:: Задание A ::
Ответьте на вопросы по отрывку о фигурах из гвоздей:
(i) Какая железная фигура стояла в Дюссельдорфе?
(ii) Что Эмма Гелльман подарила Бамбергу?
(iii) Что Комиссия по оказанию помощи Палестине предлагала общинам ставить в синагогах?
:: Задание B ::
Продолжите отрывок о фигурах из гвоздей, начав сразу после его последнего предложения.

:: Отрывок текста ::
================
Популярность этих «фигур из гвоздей» была так велика, что примеры их встречались по всей Германии. Железный орел во Франкфурте составил компанию железному льву в Дюссельдорфе, а тот сам последовал за железной субмариной в Киле39
. Немецкие евреи, которых не встревожила растущая привычность ужасов войны, присоединились к стучащим молотками толпам по всей Германии. Во франконском городе Бамберг Эмма Гелльман, местная благотворительница, даже подарила городу большую статую деревянного рыцаря. Фигура с копьем, мечом и щитом помогала поставить нынешнюю войну Германии в большой контекст оборонительных войн. В 1916 году она стала чем-то вроде места встречи для клубов и обществ, которые собирались на центральной площади Максплатц и забивали гвозди40. В других местах венская Комиссия по оказанию помощи Палестине попыталась «сыграть» на соответствии духа этих фигур из гвоздей обстановке синагоги. Чтобы собрать средства в пользу бедствующих евреев в Палестине, она побуждала общины ставить в синагогах деревянную звезду Давида. Тогда прихожане смогут покупать гвозди и вбивать их в скульптуру41.Может быть, довольно неуместный план Комиссии и был разработан ради специфически еврейской проблемы, но в любом случае он особенно ясно демонстрировал, как широко распространилась военная культура Германии. Привыкание к войне чувствовалось во всех сферах немецкого общества, от самых экстремальных кругов до самих еврейских общин. И все же ни один из этих примеров военной культуры, будь то опубликованные списки наград или железный рыцарь Эммы Гелльман, не следует рассматривать как непосредственную радость от фронтового милитаризма, смерти и разрушения. Любые намеки на жестокость войны и на акт убийства фильтровались, оставляя лишь туманные представления о суровой реальности войны. Такие объекты давали людям более простой способ воспринять текущий конфликт – без необходимости сталкиваться с подлинными ужасами современной индустриализированной войны.
================
:: Выдержки из записей ::

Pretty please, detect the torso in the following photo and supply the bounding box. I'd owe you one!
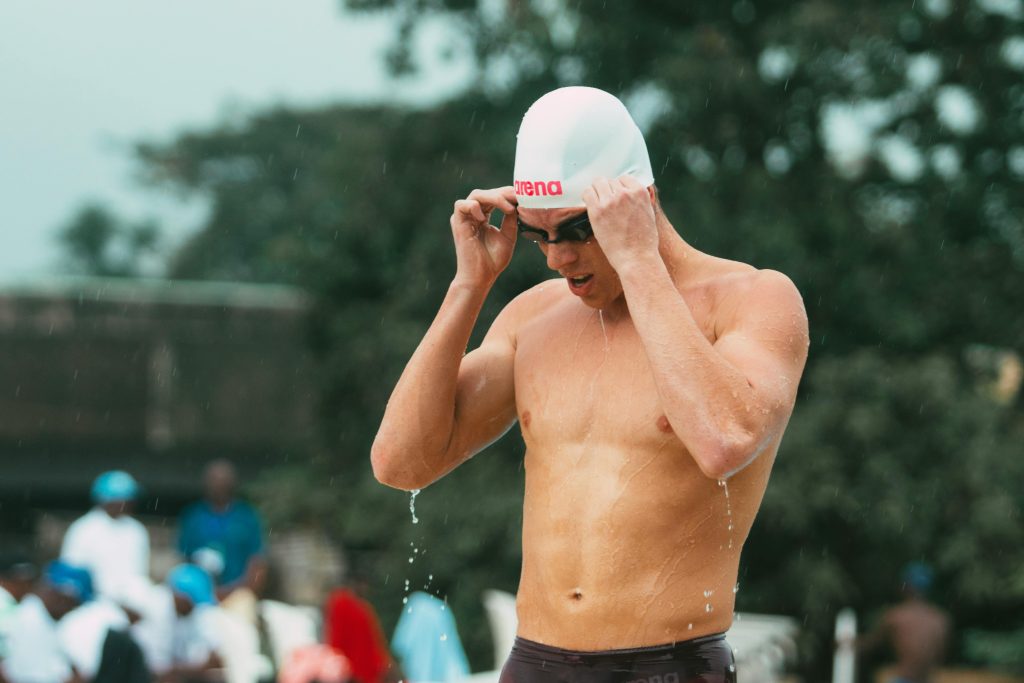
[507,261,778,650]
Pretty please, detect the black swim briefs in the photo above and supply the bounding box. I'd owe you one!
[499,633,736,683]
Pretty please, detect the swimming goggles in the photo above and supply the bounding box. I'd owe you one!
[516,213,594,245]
================
:: Ответ A ::
(i) Железный лев.
(ii) Большую статую деревянного рыцаря.
(iii) Деревянную звезду Давида.

:: Ответ B ::
Культ павших
Общий счет смертей в битвах при Вердене и Сомме потрясал. Одни только немецкие потери составляли около 833 000. Герберту Хиршу вначале удалось избежать смерти. Но, увы, катастрофа разразилась как раз тогда, когда его семья в Мангейме, вероятно, произносила тост за удачу. Хирш был убит в бою при Сомме через несколько недель после своего двадцатидвухлетия. Письмо от однополчанина сообщало матери Хирша подробности безвременной смерти ее сына. Судя по всему, Хирш погиб мгновенно: он без звука рухнул на землю. Вскоре, рассказывалось в письме, рав Мартин Саломонский возглавил продуманную церемонию фронтовых похорон, и Хирш был предан земле в подобающем гробу, а его могила – усыпана свежими цветами42
. В этом письме содержались все основные черты настоящего культа павших, овладевшего Германией и остальными странами во время Первой мировой войны43. Павшие герои, как рассказывалось родственникам, были похоронены с почестями, изведав лишь легкую, безболезненную смерть. Увы, реальность чаще была совсем иной.Смерть на фронте принимала множество форм. Снаряды впивались в плоть, разрывая солдат на куски. Где минуту назад стоял человек, там в следующее мгновение оставалась грязная воронка. Другие заканчивали свои дни, скошенные пулеметным огнем или убитые пулей снайпера. Порой с неба пикировали аэропланы, пулями и бомбами превращая человеческие тела в кровавые ошметки44
. Один несчастный – еврейский солдат из Рейнланда – был среди многих покончивших самоубийством. Видя, что его ноги оторвало снарядом, солдат вытащил револьвер и застрелился45. Поэтому заявление, что Хирш «без звука рухнул» на землю, кажется эвфемизмом. Он действительно умер, когда его тело пронзил осколок разорвавшейся мины – и, должно быть, мучительной смертью. Разумеется, это было совсем не похоже на ту мирную кончину, которая была описана в письме к его матери.Военное командование не слишком интересовалось тем, как именно умирали отдельные солдаты. Погибнув, они уже не могли выстрелить во врага, а потому были бесполезны для военных действий. Но, как бы то ни было, с останками солдат приходилось что-то делать, если предположить, что там было что хоронить. Хорошо, если большинство убитых вообще удавалось предать земле, не говоря уже о почестях. На фронте, где первостепенной задачей было предупреждение болезней, часто приходилось использовать братские могилы. Похороны могли быть быстрыми, безличными и бесстрастными. Одна немецко-еврейская медсестра в ужасе наблюдала, как трое немецких солдат упокоились на военном кладбище. Священник появился, «благословил погибших парой слов… и исчез». После этого гробы были просто закопаны в землю «без лишней суеты». На кладбище больше не было никого, кто мог бы это засвидетельствовать, и никому, казалось, не было дела. «Вблизи смерть героя отнюдь не так красива», – размышляла она впоследствии46
.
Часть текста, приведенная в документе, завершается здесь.